- 你的任务: 选出记录中所有含有单词“clear”的行，并逐行原样抄出。匹配时区分大小写。

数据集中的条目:
==============================
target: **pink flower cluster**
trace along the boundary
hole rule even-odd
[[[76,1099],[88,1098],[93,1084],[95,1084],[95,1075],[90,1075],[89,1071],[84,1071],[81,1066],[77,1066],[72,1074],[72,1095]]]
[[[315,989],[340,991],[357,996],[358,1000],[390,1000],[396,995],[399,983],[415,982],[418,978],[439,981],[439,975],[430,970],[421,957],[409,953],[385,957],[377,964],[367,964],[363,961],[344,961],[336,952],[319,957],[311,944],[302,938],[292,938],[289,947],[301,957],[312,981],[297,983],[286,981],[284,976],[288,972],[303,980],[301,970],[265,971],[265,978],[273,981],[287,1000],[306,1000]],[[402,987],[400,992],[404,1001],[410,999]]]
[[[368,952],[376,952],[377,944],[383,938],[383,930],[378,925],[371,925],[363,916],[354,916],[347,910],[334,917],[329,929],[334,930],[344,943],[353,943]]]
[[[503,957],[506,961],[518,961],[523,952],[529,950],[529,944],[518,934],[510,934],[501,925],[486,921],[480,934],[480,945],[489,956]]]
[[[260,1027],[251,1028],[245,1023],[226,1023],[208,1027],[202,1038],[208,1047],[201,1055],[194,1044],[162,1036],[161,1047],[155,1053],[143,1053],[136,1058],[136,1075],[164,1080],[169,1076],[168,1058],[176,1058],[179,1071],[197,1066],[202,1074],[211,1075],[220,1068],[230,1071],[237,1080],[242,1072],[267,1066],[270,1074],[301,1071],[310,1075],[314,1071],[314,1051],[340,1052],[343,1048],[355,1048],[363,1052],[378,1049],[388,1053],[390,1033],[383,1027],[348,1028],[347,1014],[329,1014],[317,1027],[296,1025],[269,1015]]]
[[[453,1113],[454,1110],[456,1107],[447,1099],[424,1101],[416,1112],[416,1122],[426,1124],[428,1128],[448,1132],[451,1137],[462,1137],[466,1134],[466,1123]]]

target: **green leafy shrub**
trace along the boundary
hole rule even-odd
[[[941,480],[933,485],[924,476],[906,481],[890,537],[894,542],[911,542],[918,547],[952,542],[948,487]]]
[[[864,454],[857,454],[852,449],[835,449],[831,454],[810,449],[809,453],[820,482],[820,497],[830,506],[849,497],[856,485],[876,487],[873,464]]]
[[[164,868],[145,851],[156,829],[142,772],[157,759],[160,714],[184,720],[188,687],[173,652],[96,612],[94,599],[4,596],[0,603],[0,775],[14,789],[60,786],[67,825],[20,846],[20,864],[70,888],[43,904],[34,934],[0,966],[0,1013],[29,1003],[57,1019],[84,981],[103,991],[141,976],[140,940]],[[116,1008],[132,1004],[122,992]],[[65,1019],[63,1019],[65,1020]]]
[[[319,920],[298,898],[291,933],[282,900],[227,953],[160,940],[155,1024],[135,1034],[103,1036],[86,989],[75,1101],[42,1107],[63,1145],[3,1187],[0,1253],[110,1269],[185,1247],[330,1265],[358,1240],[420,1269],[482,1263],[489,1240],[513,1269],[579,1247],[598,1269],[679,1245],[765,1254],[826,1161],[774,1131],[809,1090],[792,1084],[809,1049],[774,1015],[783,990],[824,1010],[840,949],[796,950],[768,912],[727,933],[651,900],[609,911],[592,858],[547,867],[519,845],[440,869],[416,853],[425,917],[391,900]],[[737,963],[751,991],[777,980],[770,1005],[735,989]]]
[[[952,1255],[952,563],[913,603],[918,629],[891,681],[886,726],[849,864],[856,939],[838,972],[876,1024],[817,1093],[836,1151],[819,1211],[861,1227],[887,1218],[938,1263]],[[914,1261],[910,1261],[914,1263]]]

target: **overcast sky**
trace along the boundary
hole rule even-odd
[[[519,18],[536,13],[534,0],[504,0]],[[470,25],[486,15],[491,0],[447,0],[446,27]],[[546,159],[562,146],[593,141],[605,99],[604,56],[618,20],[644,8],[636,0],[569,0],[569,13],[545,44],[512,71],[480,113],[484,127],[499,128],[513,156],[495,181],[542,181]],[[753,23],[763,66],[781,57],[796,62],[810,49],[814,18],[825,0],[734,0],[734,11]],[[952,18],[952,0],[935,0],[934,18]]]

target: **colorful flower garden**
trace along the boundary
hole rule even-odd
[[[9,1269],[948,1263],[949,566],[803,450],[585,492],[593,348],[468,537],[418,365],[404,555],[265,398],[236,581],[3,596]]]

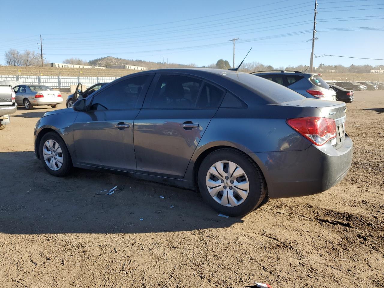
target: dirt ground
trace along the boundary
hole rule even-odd
[[[228,218],[189,191],[81,169],[50,175],[33,134],[52,109],[19,108],[0,131],[0,287],[384,287],[384,91],[355,96],[342,182]],[[124,189],[100,192],[115,185]]]

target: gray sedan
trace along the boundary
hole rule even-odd
[[[244,73],[149,71],[46,113],[35,151],[53,175],[129,173],[198,189],[217,210],[243,215],[267,193],[314,194],[344,178],[353,150],[346,110]]]

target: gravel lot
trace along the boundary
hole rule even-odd
[[[51,176],[33,141],[52,109],[19,108],[0,131],[0,286],[384,287],[384,91],[355,96],[345,179],[241,218],[218,217],[197,193],[128,177]]]

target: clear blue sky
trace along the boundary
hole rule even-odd
[[[384,1],[318,2],[315,54],[384,59]],[[40,51],[41,34],[44,57],[50,62],[111,55],[155,62],[164,56],[166,62],[198,66],[222,58],[232,64],[228,40],[238,38],[237,63],[252,47],[247,62],[308,65],[314,4],[314,0],[3,1],[0,53],[2,58],[10,48]],[[339,30],[346,28],[354,31]],[[361,29],[365,30],[356,30]],[[314,61],[315,66],[384,64],[329,56]]]

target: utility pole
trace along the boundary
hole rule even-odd
[[[237,40],[238,40],[238,38],[233,38],[233,39],[231,39],[230,40],[228,40],[228,41],[233,41],[233,68],[235,68],[235,42]]]
[[[314,0],[314,17],[313,18],[313,33],[312,35],[312,50],[311,52],[311,61],[310,61],[310,72],[312,73],[313,72],[313,48],[314,47],[314,35],[316,33],[316,15],[318,12],[316,11],[316,8],[317,8],[317,1]]]
[[[41,34],[40,34],[40,50],[41,52],[41,67],[43,67],[43,41],[41,41]]]

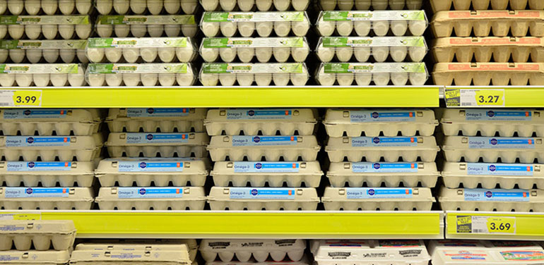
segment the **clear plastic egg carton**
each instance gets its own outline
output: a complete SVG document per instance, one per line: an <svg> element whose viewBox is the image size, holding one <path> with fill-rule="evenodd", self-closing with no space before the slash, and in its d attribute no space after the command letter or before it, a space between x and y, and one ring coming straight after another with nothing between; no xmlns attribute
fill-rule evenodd
<svg viewBox="0 0 544 265"><path fill-rule="evenodd" d="M326 211L430 211L434 197L428 187L325 188Z"/></svg>
<svg viewBox="0 0 544 265"><path fill-rule="evenodd" d="M237 84L249 87L254 82L258 86L276 87L290 84L305 85L309 79L308 68L304 63L204 63L199 76L203 85L230 87Z"/></svg>
<svg viewBox="0 0 544 265"><path fill-rule="evenodd" d="M90 63L85 75L91 87L190 86L195 70L189 63Z"/></svg>
<svg viewBox="0 0 544 265"><path fill-rule="evenodd" d="M85 66L69 63L0 64L0 87L81 87Z"/></svg>
<svg viewBox="0 0 544 265"><path fill-rule="evenodd" d="M425 63L322 63L316 74L321 85L423 85L429 78Z"/></svg>
<svg viewBox="0 0 544 265"><path fill-rule="evenodd" d="M193 15L100 16L95 27L98 36L102 38L158 37L163 35L193 37L199 31Z"/></svg>
<svg viewBox="0 0 544 265"><path fill-rule="evenodd" d="M326 176L333 187L434 187L440 173L434 162L331 163ZM346 185L347 183L347 185Z"/></svg>
<svg viewBox="0 0 544 265"><path fill-rule="evenodd" d="M228 162L218 161L210 173L216 186L317 187L323 171L319 161L308 162Z"/></svg>
<svg viewBox="0 0 544 265"><path fill-rule="evenodd" d="M439 11L430 23L438 38L457 37L543 37L543 11ZM512 33L510 33L512 32Z"/></svg>
<svg viewBox="0 0 544 265"><path fill-rule="evenodd" d="M395 62L420 62L427 54L427 43L422 37L321 37L316 48L317 56L324 63L335 58L341 62L365 63L372 56L383 63L391 57Z"/></svg>
<svg viewBox="0 0 544 265"><path fill-rule="evenodd" d="M314 187L214 186L208 203L212 211L315 211L319 197Z"/></svg>
<svg viewBox="0 0 544 265"><path fill-rule="evenodd" d="M544 161L543 139L539 137L501 137L447 136L442 144L448 162L532 164Z"/></svg>
<svg viewBox="0 0 544 265"><path fill-rule="evenodd" d="M250 63L255 57L259 63L274 60L285 63L292 57L304 63L309 54L308 41L302 37L257 38L204 38L200 46L200 55L206 62L231 63L237 57L242 63Z"/></svg>
<svg viewBox="0 0 544 265"><path fill-rule="evenodd" d="M223 262L232 261L235 256L241 262L247 262L252 257L265 262L268 256L275 261L298 261L305 249L306 241L300 239L203 239L199 250L206 262L215 261L218 256Z"/></svg>
<svg viewBox="0 0 544 265"><path fill-rule="evenodd" d="M102 187L95 199L100 210L203 210L202 187Z"/></svg>
<svg viewBox="0 0 544 265"><path fill-rule="evenodd" d="M200 27L206 37L234 37L239 33L249 37L256 32L268 37L273 30L278 37L287 37L292 31L297 37L306 37L310 28L304 11L287 12L204 12Z"/></svg>
<svg viewBox="0 0 544 265"><path fill-rule="evenodd" d="M386 36L391 30L395 36L422 36L428 22L423 11L321 11L317 28L321 36L331 36L336 32L347 37L368 36L370 32L378 37Z"/></svg>
<svg viewBox="0 0 544 265"><path fill-rule="evenodd" d="M379 136L431 136L438 121L434 111L420 109L328 109L325 114L327 135L340 137Z"/></svg>
<svg viewBox="0 0 544 265"><path fill-rule="evenodd" d="M542 165L533 164L454 163L445 162L441 175L447 187L463 187L493 189L498 185L502 189L529 190L536 185L544 187ZM544 168L543 168L544 169Z"/></svg>
<svg viewBox="0 0 544 265"><path fill-rule="evenodd" d="M544 63L438 63L432 79L437 85L544 85Z"/></svg>
<svg viewBox="0 0 544 265"><path fill-rule="evenodd" d="M209 135L312 135L318 116L312 109L210 109L204 121Z"/></svg>
<svg viewBox="0 0 544 265"><path fill-rule="evenodd" d="M0 187L0 209L90 210L90 187Z"/></svg>
<svg viewBox="0 0 544 265"><path fill-rule="evenodd" d="M213 161L315 161L321 147L314 135L235 135L212 136L208 151Z"/></svg>
<svg viewBox="0 0 544 265"><path fill-rule="evenodd" d="M330 137L325 147L331 162L434 162L440 148L434 136ZM364 158L365 160L362 160Z"/></svg>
==============================
- 已解练习:
target: clear blue sky
segment the **clear plastic egg carton**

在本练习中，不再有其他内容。